SUPPLIED RECORDS:

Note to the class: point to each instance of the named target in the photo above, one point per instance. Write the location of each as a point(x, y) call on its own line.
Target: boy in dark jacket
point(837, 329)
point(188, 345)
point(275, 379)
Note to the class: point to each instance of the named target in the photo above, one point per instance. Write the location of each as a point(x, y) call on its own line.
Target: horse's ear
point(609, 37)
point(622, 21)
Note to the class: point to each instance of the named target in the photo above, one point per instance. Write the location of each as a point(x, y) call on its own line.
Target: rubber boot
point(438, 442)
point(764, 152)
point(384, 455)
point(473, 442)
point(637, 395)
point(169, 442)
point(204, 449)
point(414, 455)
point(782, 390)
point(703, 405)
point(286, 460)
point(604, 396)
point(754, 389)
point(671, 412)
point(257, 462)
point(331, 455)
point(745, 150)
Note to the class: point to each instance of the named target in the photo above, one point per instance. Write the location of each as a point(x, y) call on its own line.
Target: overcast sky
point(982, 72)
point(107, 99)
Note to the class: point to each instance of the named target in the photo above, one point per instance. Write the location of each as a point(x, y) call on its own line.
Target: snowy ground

WORK ITEM: Give back the data above exactly as it appears.

OUTPUT BELOW:
Note to the class: point to each instance of the named target in the photo above, one point per instance. Write the location of each as a point(x, y) call on its own line.
Target: boy in dark jacket
point(837, 329)
point(188, 345)
point(275, 379)
Note to the class: point to each instance of the named target in the photo above, one point per instance. Write the location of each as a point(x, y) call on its own line.
Target: horse's ear
point(609, 37)
point(622, 21)
Note to the class: point to each instance of the named target in the photo above, one point per instance. Write the location of each as a point(x, y) call on its own line.
Target: rubber boot
point(438, 442)
point(764, 152)
point(384, 455)
point(473, 442)
point(637, 395)
point(169, 442)
point(204, 449)
point(414, 455)
point(782, 390)
point(703, 405)
point(286, 460)
point(604, 396)
point(754, 389)
point(671, 412)
point(257, 462)
point(331, 455)
point(745, 150)
Note to the class: point to each instance of the named target in the photo above, one point per instance. Write the location of each as a point(x, y) call on its own line.
Target: overcast sky
point(982, 72)
point(107, 99)
Note to the class: point to each instance of the named target in the photo above, one point per instance. Write the location of each as a point(x, y) call on its own line.
Target: snowy ground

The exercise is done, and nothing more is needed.